• _Problem statement_:
Without the pictures, copy all the entries below exactly.

• _Records supplied_:
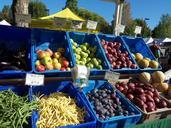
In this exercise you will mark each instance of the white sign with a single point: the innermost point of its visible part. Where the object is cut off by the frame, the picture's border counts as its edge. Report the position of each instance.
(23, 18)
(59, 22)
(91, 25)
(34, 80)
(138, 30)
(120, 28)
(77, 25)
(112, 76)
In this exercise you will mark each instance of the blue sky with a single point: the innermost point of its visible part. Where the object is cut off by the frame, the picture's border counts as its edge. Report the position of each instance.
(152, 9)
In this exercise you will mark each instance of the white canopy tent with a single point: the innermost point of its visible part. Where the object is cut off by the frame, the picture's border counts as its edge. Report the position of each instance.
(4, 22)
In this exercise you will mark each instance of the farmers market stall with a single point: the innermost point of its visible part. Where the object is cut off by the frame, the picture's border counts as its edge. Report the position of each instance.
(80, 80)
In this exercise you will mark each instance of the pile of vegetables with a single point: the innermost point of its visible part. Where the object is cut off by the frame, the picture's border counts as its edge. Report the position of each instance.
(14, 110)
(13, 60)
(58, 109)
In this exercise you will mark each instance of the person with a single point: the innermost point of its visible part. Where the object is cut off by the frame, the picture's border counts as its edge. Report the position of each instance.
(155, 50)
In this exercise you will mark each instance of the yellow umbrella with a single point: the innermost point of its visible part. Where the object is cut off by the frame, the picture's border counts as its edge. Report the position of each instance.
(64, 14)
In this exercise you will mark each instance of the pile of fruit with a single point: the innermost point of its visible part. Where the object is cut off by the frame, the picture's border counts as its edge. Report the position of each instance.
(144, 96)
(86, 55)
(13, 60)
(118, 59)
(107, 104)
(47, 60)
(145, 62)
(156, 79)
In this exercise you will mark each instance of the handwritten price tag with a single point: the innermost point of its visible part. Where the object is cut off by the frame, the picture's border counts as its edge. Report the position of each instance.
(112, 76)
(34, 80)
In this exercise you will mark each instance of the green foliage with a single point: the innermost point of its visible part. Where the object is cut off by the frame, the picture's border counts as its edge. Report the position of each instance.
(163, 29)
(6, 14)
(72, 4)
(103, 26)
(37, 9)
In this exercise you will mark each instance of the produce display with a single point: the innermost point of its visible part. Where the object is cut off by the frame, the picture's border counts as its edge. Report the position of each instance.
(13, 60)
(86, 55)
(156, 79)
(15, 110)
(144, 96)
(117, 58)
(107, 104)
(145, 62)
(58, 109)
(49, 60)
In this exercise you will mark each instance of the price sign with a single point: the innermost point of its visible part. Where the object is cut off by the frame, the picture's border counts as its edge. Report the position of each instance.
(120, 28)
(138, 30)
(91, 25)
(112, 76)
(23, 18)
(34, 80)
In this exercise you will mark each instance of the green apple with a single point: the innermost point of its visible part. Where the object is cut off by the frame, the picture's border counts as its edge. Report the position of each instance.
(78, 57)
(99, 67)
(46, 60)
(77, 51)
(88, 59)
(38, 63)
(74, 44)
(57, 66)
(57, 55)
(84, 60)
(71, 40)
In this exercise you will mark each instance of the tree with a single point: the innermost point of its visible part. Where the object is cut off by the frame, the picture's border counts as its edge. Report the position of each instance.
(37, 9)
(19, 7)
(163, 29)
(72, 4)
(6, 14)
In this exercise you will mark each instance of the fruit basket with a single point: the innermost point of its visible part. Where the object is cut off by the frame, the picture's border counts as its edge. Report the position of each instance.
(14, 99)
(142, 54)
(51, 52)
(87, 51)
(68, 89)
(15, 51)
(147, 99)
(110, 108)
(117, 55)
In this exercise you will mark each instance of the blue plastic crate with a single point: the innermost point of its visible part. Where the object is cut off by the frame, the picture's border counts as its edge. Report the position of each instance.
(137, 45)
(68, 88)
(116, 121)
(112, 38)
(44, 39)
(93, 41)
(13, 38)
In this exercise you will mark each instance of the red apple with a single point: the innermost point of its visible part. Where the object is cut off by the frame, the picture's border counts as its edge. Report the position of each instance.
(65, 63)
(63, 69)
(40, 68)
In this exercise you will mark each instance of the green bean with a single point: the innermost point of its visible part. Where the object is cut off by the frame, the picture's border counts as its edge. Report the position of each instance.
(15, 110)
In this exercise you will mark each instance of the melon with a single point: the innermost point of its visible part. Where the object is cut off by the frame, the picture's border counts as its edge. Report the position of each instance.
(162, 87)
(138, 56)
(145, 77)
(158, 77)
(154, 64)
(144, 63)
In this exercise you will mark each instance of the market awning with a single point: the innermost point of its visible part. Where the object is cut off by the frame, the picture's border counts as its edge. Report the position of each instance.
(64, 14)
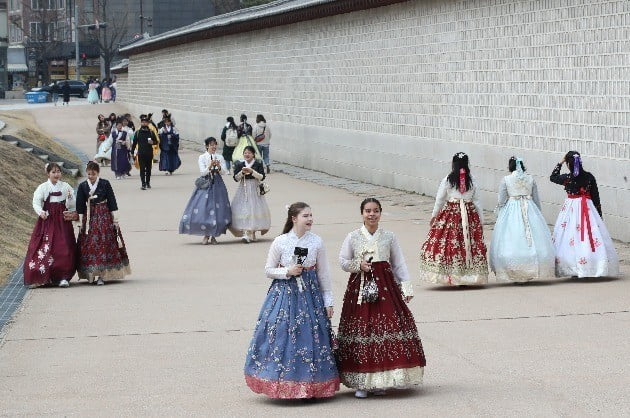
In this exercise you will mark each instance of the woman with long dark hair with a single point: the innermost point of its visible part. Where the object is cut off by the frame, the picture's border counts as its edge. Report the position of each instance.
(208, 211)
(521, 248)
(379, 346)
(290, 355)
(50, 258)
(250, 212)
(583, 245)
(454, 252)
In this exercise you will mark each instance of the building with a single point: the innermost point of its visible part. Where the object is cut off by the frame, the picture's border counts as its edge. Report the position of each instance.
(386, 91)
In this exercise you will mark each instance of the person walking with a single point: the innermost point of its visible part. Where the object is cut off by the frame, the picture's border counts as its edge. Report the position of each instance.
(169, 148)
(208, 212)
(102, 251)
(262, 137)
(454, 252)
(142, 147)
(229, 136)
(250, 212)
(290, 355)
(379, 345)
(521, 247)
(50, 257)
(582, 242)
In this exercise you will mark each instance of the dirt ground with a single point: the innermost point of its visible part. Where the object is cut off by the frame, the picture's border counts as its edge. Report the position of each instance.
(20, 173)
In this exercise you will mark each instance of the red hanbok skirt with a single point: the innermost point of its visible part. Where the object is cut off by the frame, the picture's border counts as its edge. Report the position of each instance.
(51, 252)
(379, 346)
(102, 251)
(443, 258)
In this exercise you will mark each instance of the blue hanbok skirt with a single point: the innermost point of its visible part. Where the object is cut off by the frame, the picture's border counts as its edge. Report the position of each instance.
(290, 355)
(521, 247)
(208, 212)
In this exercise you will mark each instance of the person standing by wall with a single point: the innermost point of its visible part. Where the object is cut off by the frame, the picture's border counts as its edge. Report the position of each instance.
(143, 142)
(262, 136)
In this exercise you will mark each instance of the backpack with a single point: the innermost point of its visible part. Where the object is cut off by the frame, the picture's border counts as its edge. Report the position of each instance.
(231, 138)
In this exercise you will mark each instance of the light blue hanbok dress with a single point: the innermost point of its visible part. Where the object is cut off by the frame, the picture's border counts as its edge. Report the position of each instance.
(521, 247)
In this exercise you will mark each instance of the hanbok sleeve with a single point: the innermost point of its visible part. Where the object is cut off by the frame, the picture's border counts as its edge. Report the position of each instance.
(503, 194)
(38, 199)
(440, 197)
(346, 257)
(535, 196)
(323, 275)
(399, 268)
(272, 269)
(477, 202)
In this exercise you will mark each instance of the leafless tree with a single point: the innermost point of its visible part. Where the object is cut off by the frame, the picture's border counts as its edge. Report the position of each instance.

• _Reply_:
In this exercise you will mark each instance of the white sign with a single point: the innermost point of its visible part. Where the object is cut off by the frame, the picture's border counts as its edge. Report the position of each instance.
(23, 18)
(59, 22)
(91, 25)
(34, 80)
(138, 30)
(120, 28)
(77, 25)
(112, 76)
In this exercise you will mark each instance of the blue sky with a single point: the innermost point of its visible part. Where the object is cut off by the frame, the picture's border counts as its edge. Report the position of each instance.
(152, 9)
In this exercise you will mark each instance of the white canopy tent with a single point: the innermost point of its visible part. Where the object is cut off by the frame, the picture's border counts as its edge. Report the position of each instance.
(4, 22)
In this exercise you will mark each instance of the farmers market stall with a single point: the innermost point of its visible part. Where the object is cut off by the frame, the picture's border counts as its edge. Report the position of each instance.
(80, 80)
In this exercise you will mark each instance of the pile of vegetables with a single point: the innermost point of its visible part. Where the object is cut off by the frame, the picture's border counts as its edge. Report the position of each instance.
(14, 110)
(13, 60)
(58, 109)
In this exercise you will mark each instance of the person with a single point: the innermost point of its visible part. Where the object is cut off by the frame, the picture's border counts as its edge. Report the position of each instance.
(155, 50)
In this exercise you will mark each instance of the yellow umbrella with a single point: the innermost point of its visible part. Where the object is cut off by the frame, the picture's border counts as its edge. Report the position of each instance.
(64, 14)
In this exercise you will mark each instance of the pile of fruit with a single point: the innermost point of its visible part. Where the object is cut off by the frame, the picture's border counts as its edge. Report the position of each instance.
(144, 96)
(86, 55)
(13, 60)
(118, 59)
(107, 104)
(47, 60)
(145, 62)
(156, 79)
In this exercise you will mark each instance of the handwritten price tag with a single point: the innermost point of its visible part. Where the object is cut off by the frame, the picture's border counts as its edge. Report the position of each instance.
(112, 76)
(34, 80)
In this exercise you will mark each instance of the green foliage with a single point: the innermost point of its visible part. Where the object is cut off by the frame, the picture's border counts as its edge. Report the position of each instance.
(163, 29)
(6, 14)
(72, 4)
(103, 26)
(37, 9)
In this exercise you will mark each instance of the produce display with a single point: the innermost point of its visible part. Where the object is cut off by the frame, the picture's border counts as its edge. Report the position of each instance.
(13, 60)
(86, 55)
(156, 79)
(15, 110)
(144, 96)
(117, 58)
(107, 104)
(145, 62)
(58, 109)
(49, 60)
In this exercise you will mark each instance of the price sign with a single point: the innermost point of its visible part. Where the object is cut off by the frame, the picture's border counts as its edge. Report the position of each instance.
(120, 28)
(138, 30)
(91, 25)
(112, 76)
(23, 18)
(34, 80)
In this exercise you will mark each instance of the green apple with a single point: the innermost point of its visible part. Where the object is cut off by the frame, the picture's border counts as its edge. Report the position of each instance.
(78, 57)
(99, 67)
(46, 60)
(77, 51)
(88, 59)
(38, 63)
(74, 44)
(57, 66)
(57, 55)
(84, 60)
(71, 40)
In this exercise you will mark each instance of the tree with a single point: the innermost point of its visible part. Where the object is cut off by the frame, the picture's border counts as its edge. Report the position of each instance.
(37, 9)
(19, 7)
(163, 29)
(72, 4)
(6, 14)
In this exercise you will mark each instance of the fruit basket with a single point: the innermost point of its visible part. Where the object is cut off by the frame, the picture's border counts as its edge. Report the position of each instance.
(14, 99)
(142, 54)
(51, 52)
(87, 51)
(68, 89)
(15, 51)
(147, 99)
(110, 108)
(117, 55)
In this exercise you will mark each instance of the blue plastic crate with a single point: the innermost point of its visible part. Where the object is cut off by the frame, the picture's border counts as its edge. Report the position of each instance.
(137, 45)
(68, 88)
(116, 121)
(112, 38)
(44, 39)
(93, 41)
(13, 38)
In this exercise you will mark each instance of the red apple with a single point: the innermost point of its visible part. Where the object is cut off by the frame, the picture's border counts as its edge. Report the position of each instance.
(65, 63)
(63, 69)
(40, 68)
In this exercise you will mark each instance of the green bean with a single point: the innermost point of its visible part. Where the object is cut off by the frame, the picture's border counts as its edge. Report the position of each instance.
(15, 110)
In this exercise you will mark each instance of the melon with a single point: the innermost point of its visible part. Where the object is cut off by the frame, the picture's border counts as its edge. Report the position of each instance.
(162, 87)
(138, 56)
(145, 77)
(158, 77)
(154, 64)
(144, 63)
In this exercise you will mark each instance of the market awning with a single point: the innermost point of its visible part. Where the object is cut off by the frame, the picture's border counts as its edge. Report the position of each instance.
(64, 14)
In this exercise you will mark each instance of the woman with long dark hair with a single point: the innermost point of its visible part. Where the object is cut off by the frame, the picture's border counts as its edge. Report the position of each instance.
(208, 211)
(521, 248)
(379, 346)
(290, 355)
(50, 258)
(250, 212)
(583, 245)
(454, 252)
In this exercise you will mark each instance of the building with a single point: the innermost point of its visible part. Where the object is cut off by the frame, the picture's border counts as its edge. Report the position of each instance.
(386, 91)
In this exercise you will mark each instance of the person walking with a single point: the innermost point of its visible part. Where the object is cut off by the frame, the picture's border counts as its edge. Report the position of each instance.
(169, 148)
(208, 212)
(102, 251)
(262, 137)
(454, 252)
(142, 147)
(229, 136)
(250, 212)
(290, 355)
(379, 345)
(521, 247)
(50, 257)
(582, 242)
In this exercise you will mark each instance of the dirt ground with a single point: the innermost point of its visible part. Where the object is cut off by the frame, the picture's border counts as its edge. Report the position of each instance.
(20, 173)
In this exercise you will mark each instance of the red hanbok skirt with a single point: the innermost point of its visible part. Where the object is cut off by the frame, the picture's border counts as its edge. Report the position of each instance.
(51, 252)
(379, 346)
(102, 251)
(443, 258)
In this exercise you will mark each instance of the blue hanbok skirt with a single point: the innermost point of its visible part. Where the object is cut off by the frame, the picture's border counts as its edge. Report the position of each instance.
(290, 355)
(521, 247)
(208, 212)
In this exercise you will mark each instance of the person standing by wall with a single point: the innermost point of its visible part. Where the object is cut off by the frame, the picture's border counts as its edge. Report the position of each instance.
(143, 142)
(262, 136)
In this exercise you will mark each instance of the backpack with a single point: the innermost point of its visible part. Where the object is cut off by the frame, the picture's border counts as its edge. Report the position of each instance.
(231, 138)
In this exercise you will mark each instance of the light blue hanbok dress with a single point: the innermost point of its visible part. Where the object is cut off by the frame, the picture's border counts as its edge. Report the position of each instance.
(521, 247)
In this exercise you will mark each instance of the hanbok sleeve with a single point: the innermost point of its visible part. Where the object is cut off by the frame, the picture's border counts as its edge. Report the position of each instance.
(503, 194)
(38, 199)
(440, 197)
(346, 257)
(535, 196)
(323, 275)
(399, 268)
(272, 269)
(477, 202)
In this exercise you will mark each instance of the leafless tree with a single point: the innermost point of its visible part. Where the object is cut off by the frame, the picture's border counts as its edge. Report the position of each instance.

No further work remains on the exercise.